== What you have to do ==
Could you arrange every one of the following lines as a numbered list, dropping any blank lines?

== Data listing ==
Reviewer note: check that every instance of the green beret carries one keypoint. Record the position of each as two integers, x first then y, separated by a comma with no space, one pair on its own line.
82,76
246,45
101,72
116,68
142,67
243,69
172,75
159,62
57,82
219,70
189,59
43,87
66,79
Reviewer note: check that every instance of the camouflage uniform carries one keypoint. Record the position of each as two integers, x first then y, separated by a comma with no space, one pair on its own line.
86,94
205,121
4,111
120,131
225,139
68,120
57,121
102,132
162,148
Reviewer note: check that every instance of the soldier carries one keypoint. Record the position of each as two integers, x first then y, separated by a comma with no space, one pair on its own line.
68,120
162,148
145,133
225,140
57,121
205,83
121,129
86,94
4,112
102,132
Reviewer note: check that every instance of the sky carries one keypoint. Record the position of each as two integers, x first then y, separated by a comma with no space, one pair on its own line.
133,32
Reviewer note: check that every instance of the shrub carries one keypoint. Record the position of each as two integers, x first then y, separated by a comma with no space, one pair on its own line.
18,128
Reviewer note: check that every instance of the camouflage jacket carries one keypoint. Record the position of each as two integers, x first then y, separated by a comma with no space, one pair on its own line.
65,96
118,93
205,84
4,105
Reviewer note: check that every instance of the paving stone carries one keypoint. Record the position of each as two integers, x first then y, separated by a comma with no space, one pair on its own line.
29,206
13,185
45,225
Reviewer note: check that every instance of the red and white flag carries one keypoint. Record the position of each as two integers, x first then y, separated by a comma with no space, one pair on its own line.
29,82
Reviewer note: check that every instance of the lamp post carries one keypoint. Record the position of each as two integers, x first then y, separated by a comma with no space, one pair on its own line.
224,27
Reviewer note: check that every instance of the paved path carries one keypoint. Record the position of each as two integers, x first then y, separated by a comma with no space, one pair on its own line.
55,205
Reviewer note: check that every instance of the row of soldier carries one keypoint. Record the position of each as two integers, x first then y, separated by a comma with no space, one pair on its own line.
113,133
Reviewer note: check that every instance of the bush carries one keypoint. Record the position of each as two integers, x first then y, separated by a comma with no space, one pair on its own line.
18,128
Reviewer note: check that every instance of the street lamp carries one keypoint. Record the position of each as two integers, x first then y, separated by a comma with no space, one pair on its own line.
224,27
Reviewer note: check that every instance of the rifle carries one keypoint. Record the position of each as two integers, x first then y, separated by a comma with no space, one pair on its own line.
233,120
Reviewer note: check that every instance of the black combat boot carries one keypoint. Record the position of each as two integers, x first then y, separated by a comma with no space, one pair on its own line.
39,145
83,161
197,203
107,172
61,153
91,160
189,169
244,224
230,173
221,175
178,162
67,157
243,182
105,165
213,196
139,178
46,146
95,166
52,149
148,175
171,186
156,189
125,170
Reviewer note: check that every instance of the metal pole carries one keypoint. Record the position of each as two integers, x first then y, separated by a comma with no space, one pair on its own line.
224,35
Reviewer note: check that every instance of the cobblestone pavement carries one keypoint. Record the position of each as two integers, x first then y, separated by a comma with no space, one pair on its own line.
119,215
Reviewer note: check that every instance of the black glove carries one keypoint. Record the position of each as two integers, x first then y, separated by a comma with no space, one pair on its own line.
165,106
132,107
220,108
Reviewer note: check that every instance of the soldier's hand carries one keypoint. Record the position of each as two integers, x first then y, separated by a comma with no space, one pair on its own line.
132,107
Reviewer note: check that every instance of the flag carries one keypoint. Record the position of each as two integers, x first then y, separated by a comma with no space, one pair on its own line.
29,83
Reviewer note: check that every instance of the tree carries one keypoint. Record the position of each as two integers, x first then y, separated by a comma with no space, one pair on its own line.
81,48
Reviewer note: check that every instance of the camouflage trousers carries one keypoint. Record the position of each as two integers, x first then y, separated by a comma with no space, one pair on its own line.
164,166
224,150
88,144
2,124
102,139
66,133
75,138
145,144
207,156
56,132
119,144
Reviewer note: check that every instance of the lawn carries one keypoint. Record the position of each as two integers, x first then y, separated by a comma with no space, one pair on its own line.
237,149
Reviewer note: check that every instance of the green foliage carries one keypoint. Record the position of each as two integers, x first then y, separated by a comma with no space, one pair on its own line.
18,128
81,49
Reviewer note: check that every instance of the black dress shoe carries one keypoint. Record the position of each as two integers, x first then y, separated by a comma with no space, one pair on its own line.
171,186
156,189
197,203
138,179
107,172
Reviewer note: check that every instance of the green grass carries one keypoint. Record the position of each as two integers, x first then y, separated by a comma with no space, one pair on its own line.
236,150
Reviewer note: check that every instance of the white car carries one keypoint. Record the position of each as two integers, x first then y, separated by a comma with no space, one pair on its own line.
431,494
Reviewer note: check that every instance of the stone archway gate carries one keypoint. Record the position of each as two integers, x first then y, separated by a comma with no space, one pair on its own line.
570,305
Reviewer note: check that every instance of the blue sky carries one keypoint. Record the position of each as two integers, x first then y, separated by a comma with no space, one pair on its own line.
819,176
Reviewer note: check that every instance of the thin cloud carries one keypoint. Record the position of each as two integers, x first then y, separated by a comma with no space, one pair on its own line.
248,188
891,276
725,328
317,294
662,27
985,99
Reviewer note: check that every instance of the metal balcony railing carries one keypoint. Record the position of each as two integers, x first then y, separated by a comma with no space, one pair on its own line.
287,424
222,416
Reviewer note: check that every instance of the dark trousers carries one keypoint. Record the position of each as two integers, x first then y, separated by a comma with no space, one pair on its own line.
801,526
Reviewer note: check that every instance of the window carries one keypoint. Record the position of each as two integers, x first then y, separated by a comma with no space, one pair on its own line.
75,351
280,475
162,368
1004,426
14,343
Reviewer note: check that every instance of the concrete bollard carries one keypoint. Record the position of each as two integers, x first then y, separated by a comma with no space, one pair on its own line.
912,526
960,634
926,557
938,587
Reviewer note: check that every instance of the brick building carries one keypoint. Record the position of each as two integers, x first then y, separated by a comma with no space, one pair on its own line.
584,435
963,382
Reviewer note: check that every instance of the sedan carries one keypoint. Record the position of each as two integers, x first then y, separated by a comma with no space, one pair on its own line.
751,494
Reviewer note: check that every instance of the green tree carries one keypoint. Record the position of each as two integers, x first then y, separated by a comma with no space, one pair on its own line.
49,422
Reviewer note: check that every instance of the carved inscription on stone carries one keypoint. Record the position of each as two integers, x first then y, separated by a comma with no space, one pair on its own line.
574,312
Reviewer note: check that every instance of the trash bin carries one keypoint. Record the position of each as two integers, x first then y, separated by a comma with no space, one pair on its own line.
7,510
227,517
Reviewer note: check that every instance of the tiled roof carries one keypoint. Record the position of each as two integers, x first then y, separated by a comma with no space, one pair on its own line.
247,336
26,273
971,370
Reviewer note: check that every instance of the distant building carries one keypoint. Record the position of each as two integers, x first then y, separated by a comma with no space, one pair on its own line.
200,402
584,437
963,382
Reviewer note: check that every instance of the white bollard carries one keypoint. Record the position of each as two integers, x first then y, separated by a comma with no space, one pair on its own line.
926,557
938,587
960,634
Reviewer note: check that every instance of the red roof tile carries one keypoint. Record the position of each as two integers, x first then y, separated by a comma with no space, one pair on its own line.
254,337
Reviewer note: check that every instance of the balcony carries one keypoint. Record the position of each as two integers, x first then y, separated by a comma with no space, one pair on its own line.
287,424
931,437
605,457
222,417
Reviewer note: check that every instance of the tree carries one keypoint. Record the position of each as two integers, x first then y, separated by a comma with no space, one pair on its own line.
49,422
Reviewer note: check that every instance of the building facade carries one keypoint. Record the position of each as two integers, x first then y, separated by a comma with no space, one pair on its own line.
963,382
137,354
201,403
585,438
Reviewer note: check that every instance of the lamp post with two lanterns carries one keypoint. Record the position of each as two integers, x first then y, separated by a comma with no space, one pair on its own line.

== Answer to the exercise ==
1. Reviewer note: check that every instance of the green beret carries one keypoint. Record the position of each as two integers, x first then y, separated by a comma with no space, one pair on its own line.
2. 82,76
3. 246,45
4. 101,72
5. 116,68
6. 142,67
7. 243,69
8. 172,75
9. 159,62
10. 57,82
11. 219,70
12. 189,59
13. 43,87
14. 66,79
15. Reviewer note: check that every instance of the camouflage uniform carries one keypoint. Record the position of each as two integers, x first then y, separated by a comma with no space, one pair on its own line.
16. 86,94
17. 205,121
18. 4,111
19. 120,131
20. 225,139
21. 68,120
22. 57,121
23. 102,132
24. 162,148
25. Reviewer note: check that every instance of the soldier carries one keypoint. Record the position of each as two integers, x first then y, separated by a comma with no space, one pair on its own line.
26. 68,120
27. 162,148
28. 145,133
29. 225,140
30. 57,121
31. 205,83
32. 121,129
33. 86,94
34. 4,112
35. 102,132
36. Reviewer note: check that every instance of the sky carries one keypoint. Record the position of each as two integers, x first then y, separated by a comma with no space, one pair on its own line.
37. 133,32
38. Reviewer note: check that every instance of the shrub carries one keypoint. Record the position of each as two integers, x first then y, separated by a comma with no space, one pair on its own line.
39. 18,128
40. Reviewer note: check that every instance of the camouflage jacket carries one keypoint. Record the position of each as two integers, x first then y, separated by a comma with no space, one pair on its own line.
41. 65,96
42. 118,93
43. 205,84
44. 4,105
45. Reviewer note: check that every instance of the paving stone carries one keypoint. Record the position of each as two integers, x first then y, separated by a comma with no space, one pair on its own line.
46. 29,206
47. 13,185
48. 45,225
49. Reviewer note: check that every instance of the red and white flag carries one keypoint. Record the position of each as two integers, x first then y, separated by a comma with no space, one pair on its own line.
50. 29,82
51. Reviewer note: check that every instance of the lamp post carries one keypoint. Record the position of each as two integers, x first then y, separated by a comma with no space, one pair on its own line.
52. 224,27
53. Reviewer note: check that every instance of the paved path carries one keypoint. Record the position of each as two integers, x first then y, separated by a comma with no space, one pair on its own line.
54. 55,205
55. Reviewer note: check that every instance of the row of soldier carries one keypoint. Record the position of each as two integers, x first then y, separated by a comma with no space, one pair on its own line.
56. 113,133
57. Reviewer note: check that every instance of the bush carries one keypoint. Record the position of each as two integers, x first then y, separated by a comma with no space, one pair on its own line.
58. 18,128
59. Reviewer note: check that every instance of the street lamp carries one keypoint. Record the position of each as two integers, x first then y, separated by a comma with no space, one pair on its own line.
60. 224,27
61. Reviewer note: check that every instance of the rifle carries one keypoint. Record the position of each as two integers, x first then y, separated by a comma with no space, one pair on its own line.
62. 233,120
63. Reviewer note: check that every instance of the black combat boot carries one keypoint. Record the position of each as two integers, x first then y, separated by a comma with no space, one pair on its own line.
64. 39,145
65. 83,161
66. 197,203
67. 107,172
68. 61,153
69. 91,160
70. 189,169
71. 244,224
72. 230,173
73. 221,175
74. 178,162
75. 67,157
76. 243,182
77. 105,165
78. 213,196
79. 139,178
80. 46,146
81. 95,166
82. 52,149
83. 148,175
84. 171,186
85. 156,189
86. 125,170
87. Reviewer note: check that every instance of the metal pole carries one keypoint. Record the position of each as two integers, x first then y, separated by a comma with no space, one pair on its own line.
88. 224,35
89. Reviewer note: check that every instance of the cobblestone pavement carries one keypoint. Record the position of each as two integers, x first then y, separated by a comma with no space, one pair on its own line.
90. 119,215
91. Reviewer note: check that every instance of the black glove carries one keypoint. Record the position of each as two integers, x first then y, separated by a comma with no space, one pair on its own line.
92. 165,106
93. 132,107
94. 220,108
95. Reviewer note: check that every instance of the soldier's hand carries one keypoint. Record the position of each as two integers, x first then y, separated by a comma with no space, one pair on its own line.
96. 132,107
97. Reviewer note: check that every instance of the flag carries one keypoint. Record the position of each as two integers, x first then y, separated by a comma with no space, one pair on its own line.
98. 29,83
99. Reviewer note: check that every instance of the tree carries one keypoint. Record the position of each as two integers, x first then y, separated by a comma with no space, one pair on its own line.
100. 81,48
101. Reviewer note: check that every instance of the camouflage trousers carries one keypoint. Record the position of each as two integers, x first then y, separated by a comma with no space, one pair on its own line.
102. 164,166
103. 224,150
104. 88,144
105. 2,124
106. 102,139
107. 66,133
108. 75,138
109. 145,144
110. 207,156
111. 56,132
112. 119,144
113. Reviewer note: check that every instance of the lawn carries one keypoint. Record the position of each as two integers, x first then y, separated by a comma with no space, one pair on its own line.
114. 237,149
115. Reviewer note: check that every instance of the green foliage carries one keypoint. Record the position of each as two integers, x first then y, separated by a comma with no space, one pair on its own line.
116. 18,128
117. 81,49
118. Reviewer note: check that every instance of the black dress shoe carries one keypoint. Record the position of each as two integers, x first then y, separated by a comma with no space, one pair on its own line.
119. 171,186
120. 156,189
121. 197,203
122. 138,179
123. 107,172
124. Reviewer note: check that every instance of the green grass carries one keypoint. Record the position of each as two integers, x first then y, separated by a comma with no space, one pair on its own line.
125. 236,150
126. Reviewer note: check that every instance of the white car carries one keypoint. Record the position of each as two integers, x first then y, separated by a comma with no space, one pair on its own line.
127. 431,494
128. Reviewer note: check that every instance of the stone archway gate carries one keypoint. Record the position of each as two integers, x first then y, separated by a comma with no space, one pair on its own line.
129. 570,305
130. Reviewer note: check that every instance of the blue sky carries one keypoint. Record the position of each as two integers, x first then y, separated by a comma with no space, one pair on its own line.
131. 819,176
132. Reviewer note: check that every instance of the thin cloud carries one keypoint. Record the position of each as two integers, x first then y, separated by a comma with no space, one pair on its own line.
133. 248,188
134. 891,276
135. 725,328
136. 317,294
137. 662,27
138. 985,99
139. Reviewer note: check that every instance of the metal balcony railing carries one keypoint. Record the position of each as two integers, x first then y, separated by a comma with no space, one pair on its own line.
140. 287,424
141. 222,416
142. Reviewer note: check that every instance of the dark trousers carries one keypoint. Record the position of each as two integers, x first then y, separated by a comma with no space, one pair on its own line.
143. 801,526
144. Reviewer note: check that every instance of the window carries one keypoint. Record the position of each as two integers, x first then y, separated by a comma with no space, one pair on its own line.
145. 75,351
146. 280,475
147. 162,368
148. 1004,426
149. 14,343
150. Reviewer note: check that every instance of the concrete bollard carries one keypoint. Record the position of each as two integers, x first then y, separated by a comma with no space, one pair on its own line.
151. 912,526
152. 960,634
153. 926,557
154. 938,587
155. Reviewer note: check that every instance of the brick building carries one keypoint. Record the position of each as two integers, x first then y, separated by a comma with no space, one pair on its own line.
156. 584,435
157. 963,382
158. Reviewer note: check that every instance of the sedan carries one keypoint. Record the position of each as two integers, x first then y, separated by a comma with no space, one pair on its own line.
159. 751,494
160. Reviewer note: check that every instance of the green tree carries one keypoint. Record the position of each as two integers, x first then y, separated by a comma with no space, one pair on its own line.
161. 49,422
162. Reviewer note: check that every instance of the carved inscription on stone carries one keypoint. Record the position of each as two integers, x first then y, separated by a comma with no space, one pair on its own line.
163. 574,312
164. Reviewer note: check that every instance of the trash bin carries one keypoint. Record the position of each as two integers, x first then y, separated by a comma with no space, one pair on its own line.
165. 7,510
166. 227,517
167. Reviewer note: check that every instance of the tiled roof carries one keypoint. Record the position of each as two integers, x first then y, separated by a comma with no space, one pair on its own line.
168. 247,336
169. 26,273
170. 971,370
171. Reviewer note: check that every instance of the distant building carries one keypoint. Record the position of each as two integers, x first then y, separated by a comma with no space, one pair on its own line.
172. 200,402
173. 584,437
174. 963,382
175. Reviewer note: check that every instance of the white bollard carries one keypoint. Record the position of each as two integers, x first then y, separated by a comma with no space, one pair on its own line.
176. 926,557
177. 938,587
178. 960,634
179. Reviewer note: check that every instance of the red roof tile carries one keypoint. Record the position of each as two integers, x first then y, separated by a comma with no space, one pair on its own line.
180. 254,337
181. Reviewer note: check that every instance of the balcony carries one keypoint. Record the position of each as two integers, x first then y, separated by a comma with no space, one pair on its own line.
182. 287,424
183. 931,437
184. 605,457
185. 222,417
186. Reviewer note: check that every instance of the tree carries one keypoint. Record the position of each as two integers, x first then y, separated by a comma with no space, one pair on its own line.
187. 49,422
188. Reviewer note: check that every instance of the building facade carries one keypoint. Record the position of each as two integers, x first then y, separated by a comma with no space, one pair on its own line.
189. 963,382
190. 137,354
191. 201,403
192. 585,438
193. Reviewer note: check that every instance of the lamp post with two lanterns carries one keypoint. Record the position of each as two integers, x first then y, separated by a comma with no space, one pair on its own line.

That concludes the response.